(Provided information)
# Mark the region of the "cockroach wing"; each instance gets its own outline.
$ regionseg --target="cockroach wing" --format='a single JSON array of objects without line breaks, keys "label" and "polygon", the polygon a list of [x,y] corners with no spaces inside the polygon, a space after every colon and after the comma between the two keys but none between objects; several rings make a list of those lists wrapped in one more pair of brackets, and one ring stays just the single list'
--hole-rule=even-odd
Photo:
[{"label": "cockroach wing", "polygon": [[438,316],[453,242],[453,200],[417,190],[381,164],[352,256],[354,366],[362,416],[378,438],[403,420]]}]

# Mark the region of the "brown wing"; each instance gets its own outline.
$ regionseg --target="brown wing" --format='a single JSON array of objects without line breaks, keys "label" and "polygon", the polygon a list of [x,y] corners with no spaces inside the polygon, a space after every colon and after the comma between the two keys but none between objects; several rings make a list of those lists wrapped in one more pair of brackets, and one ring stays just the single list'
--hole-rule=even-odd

(To do) Nothing in the entries above may be left out; retype them all exactly.

(Answer section)
# Mark the region of the "cockroach wing"; each instance gets its own outline.
$ regionseg --target="cockroach wing" --format='a single JSON array of objects without line breaks, keys "label" and "polygon", the polygon a list of [x,y] corners with no spaces inside the polygon, a space after every colon and after the comma between the two keys but none between objects; several rings make a list of those lists wrapped in one more pair of brackets, and one ring stays just the single list'
--hole-rule=even-odd
Photo:
[{"label": "cockroach wing", "polygon": [[438,316],[453,242],[453,200],[417,190],[381,164],[352,256],[354,366],[362,416],[378,438],[403,420]]}]

# Mark the region of the "brown wing"; each instance gets its own outline.
$ regionseg --target="brown wing" --format='a single JSON array of objects without line breaks, keys "label" and "polygon", the polygon a list of [x,y] corners with no spaces inside the polygon, a space after every colon and after the comma between the two keys but none between objects; several rings make a list of those lists wrapped in one more pair of brackets, and one ring stays just the single list'
--hole-rule=even-odd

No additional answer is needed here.